Stored records

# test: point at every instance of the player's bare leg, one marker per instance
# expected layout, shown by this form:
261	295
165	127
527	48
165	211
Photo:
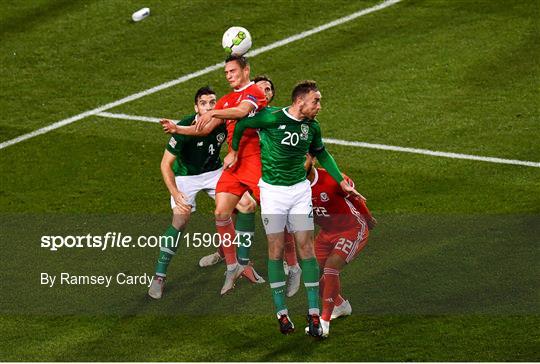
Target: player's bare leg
245	230
225	204
277	278
293	271
331	288
168	250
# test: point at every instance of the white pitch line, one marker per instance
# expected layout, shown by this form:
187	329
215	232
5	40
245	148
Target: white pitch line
129	117
432	152
190	76
369	145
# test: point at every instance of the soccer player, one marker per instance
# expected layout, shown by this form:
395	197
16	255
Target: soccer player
245	99
265	84
293	270
344	223
286	136
189	165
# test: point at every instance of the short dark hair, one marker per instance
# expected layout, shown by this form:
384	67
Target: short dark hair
267	79
303	88
242	61
206	90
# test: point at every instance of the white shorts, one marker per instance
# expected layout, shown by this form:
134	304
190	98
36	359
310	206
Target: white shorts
191	185
288	206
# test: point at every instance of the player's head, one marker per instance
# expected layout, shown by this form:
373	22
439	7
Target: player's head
237	71
266	85
309	164
306	97
205	100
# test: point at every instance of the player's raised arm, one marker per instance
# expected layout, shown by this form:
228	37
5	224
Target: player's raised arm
261	121
170	127
318	150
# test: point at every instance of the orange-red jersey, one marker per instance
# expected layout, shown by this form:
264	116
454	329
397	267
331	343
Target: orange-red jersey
332	209
249	145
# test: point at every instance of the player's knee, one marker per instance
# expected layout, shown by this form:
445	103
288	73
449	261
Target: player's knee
246	205
180	218
276	246
221	214
336	262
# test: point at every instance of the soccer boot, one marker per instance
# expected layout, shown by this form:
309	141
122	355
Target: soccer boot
251	274
293	280
285	324
210	259
230	277
156	288
344	309
314	326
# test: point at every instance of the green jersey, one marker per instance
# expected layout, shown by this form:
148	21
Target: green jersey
196	155
285	141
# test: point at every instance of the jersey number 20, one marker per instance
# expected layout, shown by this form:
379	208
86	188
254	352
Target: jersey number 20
290	139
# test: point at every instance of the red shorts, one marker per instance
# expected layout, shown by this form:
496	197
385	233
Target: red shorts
243	177
347	244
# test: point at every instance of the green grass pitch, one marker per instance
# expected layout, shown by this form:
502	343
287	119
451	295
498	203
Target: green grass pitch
451	272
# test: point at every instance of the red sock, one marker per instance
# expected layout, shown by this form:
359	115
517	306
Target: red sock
226	226
290	249
339	300
330	292
321	286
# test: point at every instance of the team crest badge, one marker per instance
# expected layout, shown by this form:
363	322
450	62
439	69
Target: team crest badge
305	130
220	137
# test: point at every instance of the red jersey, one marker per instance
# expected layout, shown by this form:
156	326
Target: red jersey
249	145
332	210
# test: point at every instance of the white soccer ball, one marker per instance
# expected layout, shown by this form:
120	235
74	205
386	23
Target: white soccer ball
236	41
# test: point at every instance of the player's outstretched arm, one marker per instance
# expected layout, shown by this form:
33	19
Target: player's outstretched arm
168	178
170	127
262	120
328	162
233	113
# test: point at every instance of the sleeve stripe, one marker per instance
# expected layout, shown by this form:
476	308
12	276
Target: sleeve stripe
252	103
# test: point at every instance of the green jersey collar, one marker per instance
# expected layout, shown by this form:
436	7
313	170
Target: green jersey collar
243	88
289	115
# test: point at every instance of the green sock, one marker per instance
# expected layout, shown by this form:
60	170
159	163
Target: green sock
245	228
310	273
167	250
276	276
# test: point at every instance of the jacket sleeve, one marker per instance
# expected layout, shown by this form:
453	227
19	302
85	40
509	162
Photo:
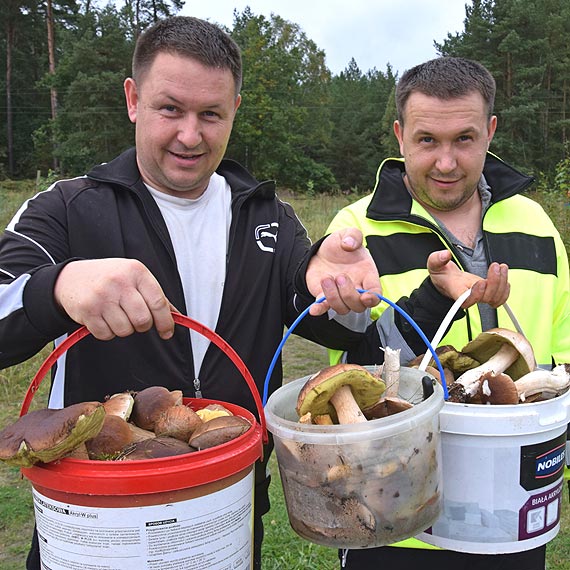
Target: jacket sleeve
32	253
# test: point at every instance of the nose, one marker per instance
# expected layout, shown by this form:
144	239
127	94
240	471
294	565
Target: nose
190	131
446	161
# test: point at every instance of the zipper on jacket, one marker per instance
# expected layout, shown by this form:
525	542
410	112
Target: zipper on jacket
197	390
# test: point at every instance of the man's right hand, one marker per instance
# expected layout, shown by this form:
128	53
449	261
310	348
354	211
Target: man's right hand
113	297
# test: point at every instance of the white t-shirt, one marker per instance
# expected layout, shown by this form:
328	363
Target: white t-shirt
199	230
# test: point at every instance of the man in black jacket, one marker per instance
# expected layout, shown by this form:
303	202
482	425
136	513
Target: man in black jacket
172	225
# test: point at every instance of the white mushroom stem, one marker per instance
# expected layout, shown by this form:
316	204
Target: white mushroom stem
391	371
499	362
347	409
548	383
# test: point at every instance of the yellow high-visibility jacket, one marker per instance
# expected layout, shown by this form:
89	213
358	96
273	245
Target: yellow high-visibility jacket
400	234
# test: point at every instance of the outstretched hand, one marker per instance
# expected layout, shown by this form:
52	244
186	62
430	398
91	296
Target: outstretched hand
113	297
340	267
452	282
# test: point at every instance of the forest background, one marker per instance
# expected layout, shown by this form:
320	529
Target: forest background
312	131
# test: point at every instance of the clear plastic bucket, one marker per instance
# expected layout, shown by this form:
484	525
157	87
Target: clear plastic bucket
360	485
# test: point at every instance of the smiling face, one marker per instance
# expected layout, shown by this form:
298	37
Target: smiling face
444	143
184	112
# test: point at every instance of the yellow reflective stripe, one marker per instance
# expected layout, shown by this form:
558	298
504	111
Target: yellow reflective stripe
415	543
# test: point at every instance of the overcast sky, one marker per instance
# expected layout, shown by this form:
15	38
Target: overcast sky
374	32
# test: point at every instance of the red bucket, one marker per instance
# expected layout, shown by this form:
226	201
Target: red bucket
186	511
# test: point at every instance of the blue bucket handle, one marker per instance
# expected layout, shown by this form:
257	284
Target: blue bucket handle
393	305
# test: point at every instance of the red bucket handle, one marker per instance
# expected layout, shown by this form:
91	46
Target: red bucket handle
179	319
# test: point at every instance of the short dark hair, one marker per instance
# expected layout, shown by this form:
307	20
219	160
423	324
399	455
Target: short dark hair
446	78
188	37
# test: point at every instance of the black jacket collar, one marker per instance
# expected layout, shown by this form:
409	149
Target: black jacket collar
392	200
123	170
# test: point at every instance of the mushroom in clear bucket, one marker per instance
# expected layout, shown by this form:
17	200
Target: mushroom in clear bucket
341	391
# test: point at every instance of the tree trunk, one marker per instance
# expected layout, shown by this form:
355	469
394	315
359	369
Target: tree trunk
51	54
9	124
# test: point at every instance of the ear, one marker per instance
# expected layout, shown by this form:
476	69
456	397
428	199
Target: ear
399	132
131	97
491	128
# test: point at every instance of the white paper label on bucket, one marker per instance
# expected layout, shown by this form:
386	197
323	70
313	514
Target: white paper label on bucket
500	494
213	531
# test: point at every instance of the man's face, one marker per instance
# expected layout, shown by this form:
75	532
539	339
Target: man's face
444	143
184	114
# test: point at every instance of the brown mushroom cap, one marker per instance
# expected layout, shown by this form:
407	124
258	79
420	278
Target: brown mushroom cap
497	389
177	421
387	406
218	431
488	343
316	394
151	402
48	434
120	405
114	436
155	448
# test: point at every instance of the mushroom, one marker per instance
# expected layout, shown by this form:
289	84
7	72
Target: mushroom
386	406
498	350
115	435
389	403
496	389
212	411
545	384
177	421
155	448
450	358
120	405
218	431
341	391
46	435
151	402
391	371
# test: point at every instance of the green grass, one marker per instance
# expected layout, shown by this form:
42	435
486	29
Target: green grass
283	548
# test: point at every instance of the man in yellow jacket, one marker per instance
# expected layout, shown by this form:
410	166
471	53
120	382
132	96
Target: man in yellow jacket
450	192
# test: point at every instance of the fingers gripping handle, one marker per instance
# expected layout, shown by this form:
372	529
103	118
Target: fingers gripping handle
179	319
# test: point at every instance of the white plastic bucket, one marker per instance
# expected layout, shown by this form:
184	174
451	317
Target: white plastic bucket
503	476
360	485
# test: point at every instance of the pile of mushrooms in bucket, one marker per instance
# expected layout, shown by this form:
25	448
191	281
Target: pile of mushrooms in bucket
148	424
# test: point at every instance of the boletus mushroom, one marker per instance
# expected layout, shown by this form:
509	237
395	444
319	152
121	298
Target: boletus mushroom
218	431
498	350
177	421
47	435
155	448
151	402
542	384
342	391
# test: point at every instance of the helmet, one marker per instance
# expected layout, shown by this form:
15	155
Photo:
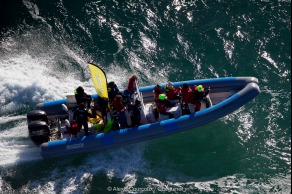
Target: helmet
161	96
185	85
168	86
79	90
200	88
157	88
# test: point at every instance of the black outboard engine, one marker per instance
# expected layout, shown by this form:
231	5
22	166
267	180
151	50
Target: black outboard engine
38	128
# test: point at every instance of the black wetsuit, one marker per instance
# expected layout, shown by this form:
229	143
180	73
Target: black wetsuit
80	116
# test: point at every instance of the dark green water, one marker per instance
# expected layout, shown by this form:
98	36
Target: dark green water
44	50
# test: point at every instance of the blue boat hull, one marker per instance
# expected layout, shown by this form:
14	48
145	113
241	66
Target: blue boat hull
246	89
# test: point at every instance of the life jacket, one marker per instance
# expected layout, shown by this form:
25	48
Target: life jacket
80	116
161	106
118	105
156	92
199	95
131	85
172	93
186	94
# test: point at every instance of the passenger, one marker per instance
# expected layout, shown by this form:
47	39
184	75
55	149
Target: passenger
136	116
157	91
96	120
119	107
163	104
132	84
186	92
80	117
200	94
82	97
112	91
103	106
72	128
171	92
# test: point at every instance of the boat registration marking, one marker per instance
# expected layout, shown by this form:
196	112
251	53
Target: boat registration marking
75	146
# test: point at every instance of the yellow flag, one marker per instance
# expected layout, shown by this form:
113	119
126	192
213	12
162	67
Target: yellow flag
99	80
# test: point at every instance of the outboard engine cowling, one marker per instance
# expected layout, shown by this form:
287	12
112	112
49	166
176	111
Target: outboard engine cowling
39	132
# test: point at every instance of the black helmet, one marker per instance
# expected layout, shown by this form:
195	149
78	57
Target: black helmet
80	90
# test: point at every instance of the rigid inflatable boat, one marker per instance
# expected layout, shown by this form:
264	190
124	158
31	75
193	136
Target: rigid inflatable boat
47	124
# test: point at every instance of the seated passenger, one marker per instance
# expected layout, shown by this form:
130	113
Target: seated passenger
171	92
72	128
135	113
112	90
157	91
200	94
163	104
82	97
186	92
132	84
80	117
96	120
119	107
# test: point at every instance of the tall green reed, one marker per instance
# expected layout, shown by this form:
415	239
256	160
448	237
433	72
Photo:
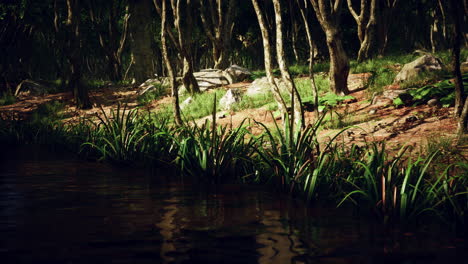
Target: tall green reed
119	135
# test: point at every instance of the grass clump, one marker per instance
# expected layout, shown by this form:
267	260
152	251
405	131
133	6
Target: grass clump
201	105
119	135
7	99
157	92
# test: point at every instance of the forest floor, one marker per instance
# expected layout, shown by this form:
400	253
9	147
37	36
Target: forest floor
418	126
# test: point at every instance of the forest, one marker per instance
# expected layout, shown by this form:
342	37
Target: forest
340	121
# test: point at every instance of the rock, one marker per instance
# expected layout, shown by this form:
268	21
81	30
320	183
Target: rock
237	73
210	79
393	94
433	103
30	87
153	84
426	63
231	97
411	119
464	67
186	102
404	96
262	86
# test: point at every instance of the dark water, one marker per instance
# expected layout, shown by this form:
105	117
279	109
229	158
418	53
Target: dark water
58	209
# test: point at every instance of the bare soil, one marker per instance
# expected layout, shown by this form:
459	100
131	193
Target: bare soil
414	126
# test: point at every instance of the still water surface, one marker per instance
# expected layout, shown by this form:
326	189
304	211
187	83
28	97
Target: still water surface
58	209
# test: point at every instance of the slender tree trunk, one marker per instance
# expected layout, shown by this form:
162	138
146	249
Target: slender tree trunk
188	80
80	92
170	69
282	107
311	60
459	90
140	40
218	29
463	120
296	102
369	36
328	13
386	18
339	64
366	22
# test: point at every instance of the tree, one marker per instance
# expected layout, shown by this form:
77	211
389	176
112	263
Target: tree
105	15
267	59
73	51
183	40
140	39
303	10
296	101
460	99
366	23
218	25
170	69
386	19
328	15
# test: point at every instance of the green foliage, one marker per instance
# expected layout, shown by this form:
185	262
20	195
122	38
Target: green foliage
397	189
119	136
213	154
7	99
256	101
444	91
202	104
158	91
48	113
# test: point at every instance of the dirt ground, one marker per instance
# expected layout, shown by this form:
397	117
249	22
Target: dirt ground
414	126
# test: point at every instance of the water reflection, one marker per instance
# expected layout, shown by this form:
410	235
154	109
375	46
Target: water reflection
54	209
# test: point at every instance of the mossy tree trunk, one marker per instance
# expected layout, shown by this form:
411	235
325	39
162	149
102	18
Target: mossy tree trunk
457	8
170	69
328	13
282	107
311	57
140	38
80	92
296	102
106	18
366	23
218	24
181	39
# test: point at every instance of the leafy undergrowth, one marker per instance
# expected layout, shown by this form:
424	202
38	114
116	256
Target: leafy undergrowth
397	189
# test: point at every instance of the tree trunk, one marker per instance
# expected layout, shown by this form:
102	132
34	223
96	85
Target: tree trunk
218	29
311	60
296	103
328	13
282	107
366	21
463	120
140	40
170	69
80	92
459	89
383	25
339	65
369	34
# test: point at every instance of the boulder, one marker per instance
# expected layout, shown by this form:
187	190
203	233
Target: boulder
389	96
153	84
237	73
186	102
262	86
231	97
433	103
210	78
426	63
30	87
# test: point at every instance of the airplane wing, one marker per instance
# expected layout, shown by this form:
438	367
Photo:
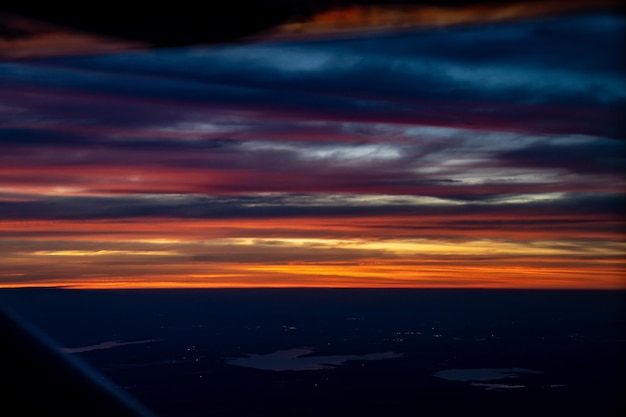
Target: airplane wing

Stated goal
Skip the pictures and copy exactly the lines from the one containing "# test: point at every instance of the tree, one" through the end of the material, both ends included.

Correct result
# test: point at every instance of the tree, one marker per instance
# expected layout, shown by this form:
77	211
389	176
112	263
Target: tree
105	15
267	59
73	51
183	40
140	39
303	10
296	101
460	99
366	23
218	25
170	69
386	19
328	15
# test: point at every instance of the green foliage, one marker per instance
# expected layout, shown by this form:
185	262
20	195
122	38
Target: green foliage
397	189
119	136
213	154
7	99
256	101
444	91
202	104
158	91
48	113
# test: point at every instance of the dirt ground, one marker per instance
# expected layout, shown by this form:
397	117
249	22
Target: dirt ground
414	126
# test: point at every instance of the water reflection, one marker per instance
# expected layout, shown by this form:
410	235
154	109
375	46
Target: water reflection
54	209
# test: point at every instance of the mossy tree trunk, one marker per instance
# expected layout, shown by this form:
411	235
325	39
162	149
102	18
Target: mossy tree trunk
457	8
170	69
328	13
282	107
311	57
140	38
80	92
296	102
106	18
366	23
218	24
181	39
# test: point at every instance of the leafy undergrowth, one marker per instance
# expected layout, shown by this form:
424	202
38	114
116	256
Target: leafy undergrowth
397	189
# test: point at every instance of the tree trunk, one marker per instance
# expected layout, shown by this form:
102	132
34	223
96	85
Target: tree trunk
218	29
311	60
296	103
328	13
282	107
366	21
463	120
140	40
170	69
80	92
459	89
383	25
339	65
369	34
# test: point at every instance of the boulder, one marker per instance
# expected layout, shown by this form:
187	190
203	233
Target: boulder
389	96
153	84
237	73
186	102
262	86
231	97
433	103
210	78
426	63
30	87
# test: point at every instance of the airplane wing, one marker per instance
# expected layout, shown by this form:
438	367
Photo:
Target: airplane wing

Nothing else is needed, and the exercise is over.